— Task instructions —
Copy out only those lines running from the line with "If you could pick out the grass tuft" to the end of the listing, keeping each one exactly as it is.

— Data for this exercise —
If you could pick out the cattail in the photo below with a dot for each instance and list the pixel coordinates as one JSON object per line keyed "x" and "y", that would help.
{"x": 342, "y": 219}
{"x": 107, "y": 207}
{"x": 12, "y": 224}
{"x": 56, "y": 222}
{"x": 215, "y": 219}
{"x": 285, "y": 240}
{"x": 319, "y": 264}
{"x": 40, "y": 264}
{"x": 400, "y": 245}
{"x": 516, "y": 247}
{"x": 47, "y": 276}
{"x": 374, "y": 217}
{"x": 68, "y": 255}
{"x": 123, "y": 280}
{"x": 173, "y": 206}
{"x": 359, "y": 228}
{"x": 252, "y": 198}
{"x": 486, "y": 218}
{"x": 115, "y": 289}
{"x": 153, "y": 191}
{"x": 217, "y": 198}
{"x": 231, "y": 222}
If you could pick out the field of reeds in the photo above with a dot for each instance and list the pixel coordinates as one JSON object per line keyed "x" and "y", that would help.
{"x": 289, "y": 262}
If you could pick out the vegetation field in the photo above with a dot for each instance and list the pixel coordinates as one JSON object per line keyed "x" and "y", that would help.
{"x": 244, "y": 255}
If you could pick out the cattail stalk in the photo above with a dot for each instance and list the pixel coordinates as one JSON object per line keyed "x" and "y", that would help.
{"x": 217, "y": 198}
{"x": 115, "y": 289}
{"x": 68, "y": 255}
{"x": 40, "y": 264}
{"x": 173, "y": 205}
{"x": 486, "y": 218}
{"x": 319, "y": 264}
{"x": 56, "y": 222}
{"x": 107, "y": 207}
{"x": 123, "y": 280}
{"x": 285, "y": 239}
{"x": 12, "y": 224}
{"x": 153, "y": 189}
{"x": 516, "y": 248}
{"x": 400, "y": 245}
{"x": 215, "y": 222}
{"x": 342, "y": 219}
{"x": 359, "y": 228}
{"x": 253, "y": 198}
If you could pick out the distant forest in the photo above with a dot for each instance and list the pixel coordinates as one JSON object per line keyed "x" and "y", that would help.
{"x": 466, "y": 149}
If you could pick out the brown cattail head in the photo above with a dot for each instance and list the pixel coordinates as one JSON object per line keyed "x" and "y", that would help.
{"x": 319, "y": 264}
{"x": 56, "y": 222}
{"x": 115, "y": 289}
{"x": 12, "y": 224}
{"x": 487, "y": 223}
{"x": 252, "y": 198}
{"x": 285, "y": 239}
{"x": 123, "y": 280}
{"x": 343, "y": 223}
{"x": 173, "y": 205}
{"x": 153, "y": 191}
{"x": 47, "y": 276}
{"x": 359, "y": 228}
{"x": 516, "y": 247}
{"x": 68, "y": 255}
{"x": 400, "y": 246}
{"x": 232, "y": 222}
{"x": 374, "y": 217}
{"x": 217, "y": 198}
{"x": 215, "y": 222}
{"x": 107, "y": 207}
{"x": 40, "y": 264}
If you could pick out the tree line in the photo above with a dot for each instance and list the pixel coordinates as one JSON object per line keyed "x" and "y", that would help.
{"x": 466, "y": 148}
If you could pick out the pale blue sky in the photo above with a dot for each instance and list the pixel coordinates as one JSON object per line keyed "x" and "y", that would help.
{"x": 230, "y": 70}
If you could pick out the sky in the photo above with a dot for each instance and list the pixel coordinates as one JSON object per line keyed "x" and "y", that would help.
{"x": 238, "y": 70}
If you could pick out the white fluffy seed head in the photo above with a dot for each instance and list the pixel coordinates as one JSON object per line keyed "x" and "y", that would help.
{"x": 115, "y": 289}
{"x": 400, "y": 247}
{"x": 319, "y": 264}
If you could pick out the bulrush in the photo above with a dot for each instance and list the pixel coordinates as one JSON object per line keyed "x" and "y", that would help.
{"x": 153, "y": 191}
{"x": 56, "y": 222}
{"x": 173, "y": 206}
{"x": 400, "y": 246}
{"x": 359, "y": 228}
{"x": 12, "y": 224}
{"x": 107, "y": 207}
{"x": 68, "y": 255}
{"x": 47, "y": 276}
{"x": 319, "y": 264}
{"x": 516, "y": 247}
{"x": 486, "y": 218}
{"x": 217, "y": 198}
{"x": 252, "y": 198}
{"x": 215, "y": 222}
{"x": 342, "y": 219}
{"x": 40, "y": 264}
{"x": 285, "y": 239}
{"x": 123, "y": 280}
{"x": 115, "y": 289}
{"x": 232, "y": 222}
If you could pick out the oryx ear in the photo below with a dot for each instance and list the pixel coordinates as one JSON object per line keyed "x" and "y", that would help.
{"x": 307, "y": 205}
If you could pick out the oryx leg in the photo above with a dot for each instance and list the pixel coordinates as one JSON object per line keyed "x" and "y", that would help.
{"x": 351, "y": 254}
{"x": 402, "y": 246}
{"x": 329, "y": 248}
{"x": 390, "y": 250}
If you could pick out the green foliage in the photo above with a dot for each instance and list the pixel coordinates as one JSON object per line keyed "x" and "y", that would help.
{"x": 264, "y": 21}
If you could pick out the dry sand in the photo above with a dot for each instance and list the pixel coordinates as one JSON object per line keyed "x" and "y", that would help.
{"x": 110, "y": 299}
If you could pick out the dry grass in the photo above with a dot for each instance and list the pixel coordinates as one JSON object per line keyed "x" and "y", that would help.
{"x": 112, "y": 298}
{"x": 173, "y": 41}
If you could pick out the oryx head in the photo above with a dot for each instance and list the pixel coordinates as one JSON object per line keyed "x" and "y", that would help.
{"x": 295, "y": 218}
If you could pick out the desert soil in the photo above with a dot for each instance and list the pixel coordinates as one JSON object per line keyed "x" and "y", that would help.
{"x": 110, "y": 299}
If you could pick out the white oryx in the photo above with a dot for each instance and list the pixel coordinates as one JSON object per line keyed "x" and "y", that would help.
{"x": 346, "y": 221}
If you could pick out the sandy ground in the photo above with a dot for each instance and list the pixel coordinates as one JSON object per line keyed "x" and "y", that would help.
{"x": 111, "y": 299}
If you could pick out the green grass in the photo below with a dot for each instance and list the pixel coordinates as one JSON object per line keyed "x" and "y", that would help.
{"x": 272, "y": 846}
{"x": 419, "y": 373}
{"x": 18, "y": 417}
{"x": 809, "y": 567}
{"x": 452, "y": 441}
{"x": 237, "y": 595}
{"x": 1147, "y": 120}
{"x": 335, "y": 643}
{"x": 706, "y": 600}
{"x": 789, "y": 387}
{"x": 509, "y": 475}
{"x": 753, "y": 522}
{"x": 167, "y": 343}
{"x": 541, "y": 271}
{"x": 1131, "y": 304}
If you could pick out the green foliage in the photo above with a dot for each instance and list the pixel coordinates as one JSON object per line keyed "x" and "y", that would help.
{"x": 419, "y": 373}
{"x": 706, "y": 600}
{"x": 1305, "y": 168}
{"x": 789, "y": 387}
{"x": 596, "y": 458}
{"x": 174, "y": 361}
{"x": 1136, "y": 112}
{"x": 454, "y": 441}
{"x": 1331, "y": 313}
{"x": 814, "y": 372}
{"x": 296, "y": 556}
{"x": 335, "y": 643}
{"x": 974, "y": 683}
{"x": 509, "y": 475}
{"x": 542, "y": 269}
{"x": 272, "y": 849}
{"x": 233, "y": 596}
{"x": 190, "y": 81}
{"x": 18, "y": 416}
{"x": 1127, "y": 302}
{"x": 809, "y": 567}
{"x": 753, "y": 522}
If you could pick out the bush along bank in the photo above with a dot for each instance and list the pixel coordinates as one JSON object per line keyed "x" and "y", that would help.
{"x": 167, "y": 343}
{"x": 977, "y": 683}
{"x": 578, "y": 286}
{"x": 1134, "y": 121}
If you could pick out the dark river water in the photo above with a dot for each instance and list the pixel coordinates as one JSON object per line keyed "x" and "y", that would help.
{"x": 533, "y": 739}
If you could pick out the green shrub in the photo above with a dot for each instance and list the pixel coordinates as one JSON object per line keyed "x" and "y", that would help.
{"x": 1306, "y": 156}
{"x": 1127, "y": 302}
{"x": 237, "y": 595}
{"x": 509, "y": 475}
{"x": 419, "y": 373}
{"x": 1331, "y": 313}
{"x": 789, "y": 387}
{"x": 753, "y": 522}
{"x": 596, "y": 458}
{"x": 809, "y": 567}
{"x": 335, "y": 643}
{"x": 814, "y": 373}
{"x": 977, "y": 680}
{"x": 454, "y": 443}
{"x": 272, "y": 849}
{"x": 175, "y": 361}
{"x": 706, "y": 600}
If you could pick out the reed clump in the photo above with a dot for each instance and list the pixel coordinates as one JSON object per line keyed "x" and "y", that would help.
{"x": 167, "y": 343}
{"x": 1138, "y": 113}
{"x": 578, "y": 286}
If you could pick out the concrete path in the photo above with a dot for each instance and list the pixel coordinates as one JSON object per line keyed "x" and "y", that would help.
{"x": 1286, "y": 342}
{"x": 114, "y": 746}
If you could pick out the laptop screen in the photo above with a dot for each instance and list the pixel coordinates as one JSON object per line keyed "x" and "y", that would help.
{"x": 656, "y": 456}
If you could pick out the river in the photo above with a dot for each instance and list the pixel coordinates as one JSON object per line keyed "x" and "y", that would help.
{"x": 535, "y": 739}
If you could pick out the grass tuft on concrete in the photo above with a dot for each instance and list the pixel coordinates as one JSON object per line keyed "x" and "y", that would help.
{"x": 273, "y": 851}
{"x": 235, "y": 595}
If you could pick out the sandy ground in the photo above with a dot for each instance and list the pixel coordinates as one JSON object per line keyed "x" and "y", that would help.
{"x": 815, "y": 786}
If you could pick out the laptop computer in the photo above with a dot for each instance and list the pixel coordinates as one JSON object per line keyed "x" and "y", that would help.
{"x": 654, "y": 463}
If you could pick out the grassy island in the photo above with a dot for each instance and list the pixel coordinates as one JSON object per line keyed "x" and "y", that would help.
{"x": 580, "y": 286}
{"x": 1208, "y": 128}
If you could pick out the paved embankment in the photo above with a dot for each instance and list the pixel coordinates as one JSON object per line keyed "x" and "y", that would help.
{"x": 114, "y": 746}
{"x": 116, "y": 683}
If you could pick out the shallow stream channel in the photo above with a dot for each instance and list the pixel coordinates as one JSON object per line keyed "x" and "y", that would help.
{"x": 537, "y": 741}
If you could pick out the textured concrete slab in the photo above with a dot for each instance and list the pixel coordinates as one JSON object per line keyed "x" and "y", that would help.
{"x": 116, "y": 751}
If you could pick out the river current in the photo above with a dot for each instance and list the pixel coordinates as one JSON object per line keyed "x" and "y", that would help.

— Solved exercise —
If you could pick out the grass tuft on concrete in the photo above with a dot for each instance and list the pixel coordinates as one JSON object per line keyed "x" and "y", that would help.
{"x": 273, "y": 851}
{"x": 235, "y": 595}
If you could pick out the sandy ground in the photo above with a dot for each instance and list the pixel coordinates as one JSON object per line keyed "x" and "y", that would help.
{"x": 815, "y": 786}
If you could pick out the laptop computer in the photo above with a dot for each instance and list the pixel coordinates as one JSON object per line keyed "x" and "y", that would help.
{"x": 654, "y": 463}
If you could pick out the grassy island in the photo above with a dot for each instance and list the pixel coordinates as one JSON object per line keyed "x" and "y", that would help.
{"x": 580, "y": 286}
{"x": 1208, "y": 128}
If you could pick out the paved embankment in the photo above with a dot for each instance and list the pixel coordinates as one JSON object per line keyed "x" and "y", that would help.
{"x": 114, "y": 746}
{"x": 116, "y": 683}
If you could pick out the shallow stream channel in the photo above with a dot for each instance and list the pixel coordinates as one JSON object per line keyed "x" and "y", that would help.
{"x": 537, "y": 741}
If you could pick out the textured concrete slab in the photo above with a dot for each instance and list the pixel coordinates as one JSON object per line keyed "x" and "y", that would help.
{"x": 116, "y": 751}
If you could pick out the river current in the photo above with a dot for each instance and list the pixel coordinates as one JSON object per line keyed "x" and "y", that would help.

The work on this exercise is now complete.